## TEXT EXTRACT
I usually keep an eye on various websites - for latest publications, hot new offers, limited-time games and contests, and the like.
Most of these do not offer a "clean" notification system, such as an RSS feed. So I often have to scrape their HTML to get to what I need.
Which means I often need to run some custom string manipulation magic to get to what I need.
And I need it to be periodic (who knows when the next hot update would surface?).
And automatic (I have more important things to do during my day).
And remotely hosted (I don't want to keep my laptop running 24×7, with an uninterrupted internet connection).
So far I have been relying on Google Apps Script (and more recently, Google App Engine) for driving these sorts of home-made integration "snippets"; however, with the whole world immersing itself in serverless, why shouldn't I?
So I set out to migrate one of my scripts, written for monitoring a Chinese retail website. The site occasionally publishes various discounted offers and seasonal games where I can earn nice coupons and credits via daily plays. But for some reason the site does not send out promotional emails to my email address, which means I have to keep checking the site every once in a while just to make sure that I won't miss something cool.
And you know the drill.
I forget things easily. Sometimes, when I'm away from my computer, I miss the reminder as well. Sometimes I'm just too lazy to look things up, because I end up with nothing new, 75-80% of the time. So many excuses...

## WRITTEN TASK 1
In the post about monitoring websites, what share of the time does the author say checking ends with nothing new?
The post and the rows that follow it were taken from unrelated sources.

## Point annotation dataset rows

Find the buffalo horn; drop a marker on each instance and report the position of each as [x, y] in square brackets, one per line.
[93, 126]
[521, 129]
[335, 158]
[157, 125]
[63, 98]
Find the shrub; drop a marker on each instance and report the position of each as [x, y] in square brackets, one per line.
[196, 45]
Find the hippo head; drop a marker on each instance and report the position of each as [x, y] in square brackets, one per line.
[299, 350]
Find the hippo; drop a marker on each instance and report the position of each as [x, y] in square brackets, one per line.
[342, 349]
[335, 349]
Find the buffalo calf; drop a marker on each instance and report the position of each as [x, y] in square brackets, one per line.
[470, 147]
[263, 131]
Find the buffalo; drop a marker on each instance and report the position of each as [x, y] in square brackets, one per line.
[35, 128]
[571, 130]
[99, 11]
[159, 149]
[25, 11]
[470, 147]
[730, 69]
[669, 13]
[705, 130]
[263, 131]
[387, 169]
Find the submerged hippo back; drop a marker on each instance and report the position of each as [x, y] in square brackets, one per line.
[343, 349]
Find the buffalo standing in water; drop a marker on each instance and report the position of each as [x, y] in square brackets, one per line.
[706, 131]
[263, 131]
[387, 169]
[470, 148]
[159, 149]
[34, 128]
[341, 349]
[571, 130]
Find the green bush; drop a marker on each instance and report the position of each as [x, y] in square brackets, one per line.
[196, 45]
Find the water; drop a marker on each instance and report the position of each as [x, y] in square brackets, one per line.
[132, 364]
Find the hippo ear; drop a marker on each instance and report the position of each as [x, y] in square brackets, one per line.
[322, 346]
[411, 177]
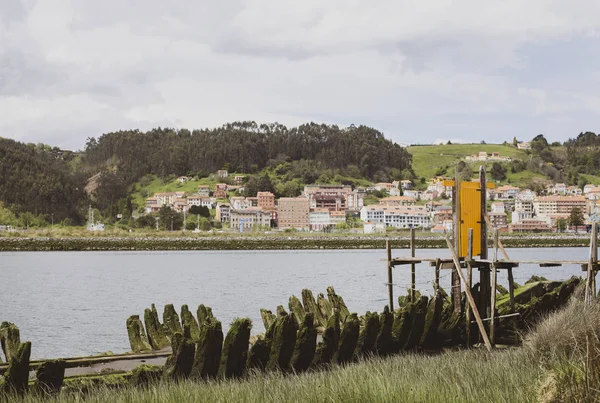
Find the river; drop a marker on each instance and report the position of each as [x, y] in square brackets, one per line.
[76, 303]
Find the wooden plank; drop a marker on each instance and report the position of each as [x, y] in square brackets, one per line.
[390, 282]
[470, 299]
[412, 266]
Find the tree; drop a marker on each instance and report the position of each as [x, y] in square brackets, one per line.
[575, 218]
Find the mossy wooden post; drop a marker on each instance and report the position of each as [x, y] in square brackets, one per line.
[390, 280]
[156, 335]
[208, 350]
[16, 377]
[283, 343]
[10, 339]
[329, 345]
[180, 362]
[470, 299]
[171, 320]
[493, 289]
[297, 309]
[187, 319]
[469, 282]
[49, 377]
[235, 349]
[413, 281]
[137, 335]
[306, 344]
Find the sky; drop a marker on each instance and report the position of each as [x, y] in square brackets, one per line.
[420, 72]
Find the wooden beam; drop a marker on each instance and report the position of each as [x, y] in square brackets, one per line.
[412, 266]
[470, 299]
[390, 282]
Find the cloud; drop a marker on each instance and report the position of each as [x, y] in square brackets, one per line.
[432, 70]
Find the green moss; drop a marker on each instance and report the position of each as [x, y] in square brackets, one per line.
[348, 340]
[137, 336]
[327, 348]
[310, 305]
[297, 309]
[154, 329]
[384, 342]
[268, 318]
[258, 356]
[367, 339]
[187, 319]
[145, 375]
[235, 349]
[180, 362]
[306, 344]
[16, 377]
[10, 339]
[418, 324]
[171, 320]
[283, 342]
[208, 349]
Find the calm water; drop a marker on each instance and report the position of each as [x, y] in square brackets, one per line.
[76, 303]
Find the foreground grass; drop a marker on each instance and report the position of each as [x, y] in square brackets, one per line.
[459, 376]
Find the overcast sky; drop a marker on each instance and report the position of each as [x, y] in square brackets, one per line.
[419, 71]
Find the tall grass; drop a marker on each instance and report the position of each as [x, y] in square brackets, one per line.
[456, 376]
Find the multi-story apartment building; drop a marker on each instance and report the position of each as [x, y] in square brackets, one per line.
[293, 212]
[397, 216]
[266, 200]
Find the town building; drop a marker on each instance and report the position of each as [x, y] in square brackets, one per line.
[293, 212]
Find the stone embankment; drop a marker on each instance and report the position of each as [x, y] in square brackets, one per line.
[279, 242]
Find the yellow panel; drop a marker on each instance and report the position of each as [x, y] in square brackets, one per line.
[470, 217]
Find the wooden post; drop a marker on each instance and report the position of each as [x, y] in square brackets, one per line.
[469, 296]
[511, 289]
[469, 281]
[412, 266]
[493, 291]
[390, 282]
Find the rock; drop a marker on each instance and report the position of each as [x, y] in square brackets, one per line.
[327, 348]
[180, 362]
[208, 350]
[49, 377]
[367, 338]
[258, 356]
[283, 342]
[348, 340]
[297, 309]
[171, 320]
[154, 329]
[310, 305]
[325, 307]
[203, 313]
[187, 319]
[430, 337]
[145, 374]
[384, 343]
[267, 317]
[418, 324]
[16, 377]
[235, 349]
[10, 339]
[306, 344]
[337, 302]
[137, 336]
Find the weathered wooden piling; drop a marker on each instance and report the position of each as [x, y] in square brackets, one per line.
[137, 335]
[306, 344]
[208, 350]
[283, 342]
[16, 377]
[10, 339]
[235, 349]
[49, 377]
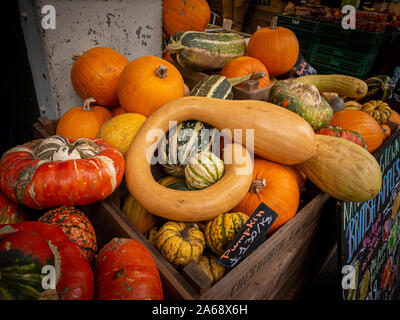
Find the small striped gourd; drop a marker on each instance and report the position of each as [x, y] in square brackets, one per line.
[203, 170]
[180, 243]
[208, 263]
[219, 87]
[222, 229]
[201, 51]
[184, 141]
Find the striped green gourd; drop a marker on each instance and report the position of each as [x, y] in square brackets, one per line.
[203, 170]
[201, 51]
[219, 87]
[184, 141]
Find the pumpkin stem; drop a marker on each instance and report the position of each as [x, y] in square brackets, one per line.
[239, 80]
[87, 104]
[274, 23]
[161, 71]
[257, 186]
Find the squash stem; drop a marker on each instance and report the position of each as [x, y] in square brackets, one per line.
[274, 23]
[257, 186]
[88, 104]
[161, 71]
[253, 76]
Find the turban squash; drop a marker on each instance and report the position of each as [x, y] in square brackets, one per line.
[76, 226]
[26, 247]
[125, 270]
[48, 173]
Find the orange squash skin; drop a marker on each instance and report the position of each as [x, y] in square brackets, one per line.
[180, 15]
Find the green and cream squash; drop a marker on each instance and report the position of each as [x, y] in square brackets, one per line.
[222, 229]
[203, 51]
[219, 87]
[184, 141]
[203, 170]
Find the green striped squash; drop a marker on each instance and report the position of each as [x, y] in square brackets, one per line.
[203, 170]
[222, 229]
[219, 87]
[184, 141]
[202, 51]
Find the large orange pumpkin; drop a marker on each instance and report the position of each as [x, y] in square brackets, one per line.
[362, 123]
[84, 121]
[276, 47]
[182, 15]
[277, 187]
[245, 65]
[147, 83]
[95, 74]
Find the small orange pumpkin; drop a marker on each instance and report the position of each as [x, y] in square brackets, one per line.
[84, 121]
[277, 187]
[117, 110]
[276, 47]
[386, 131]
[182, 15]
[362, 123]
[245, 65]
[95, 74]
[147, 83]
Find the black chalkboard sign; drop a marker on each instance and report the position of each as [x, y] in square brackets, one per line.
[369, 245]
[249, 237]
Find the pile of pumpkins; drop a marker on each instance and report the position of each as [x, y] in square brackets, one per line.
[205, 197]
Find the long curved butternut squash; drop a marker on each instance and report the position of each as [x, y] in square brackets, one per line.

## WRITTEN TASK 2
State how many lines of the rows contain the string "gourd". Give only the number.

## RIGHT ANSWER 1
75-80% of the time.

## RIGHT ANSWER 2
2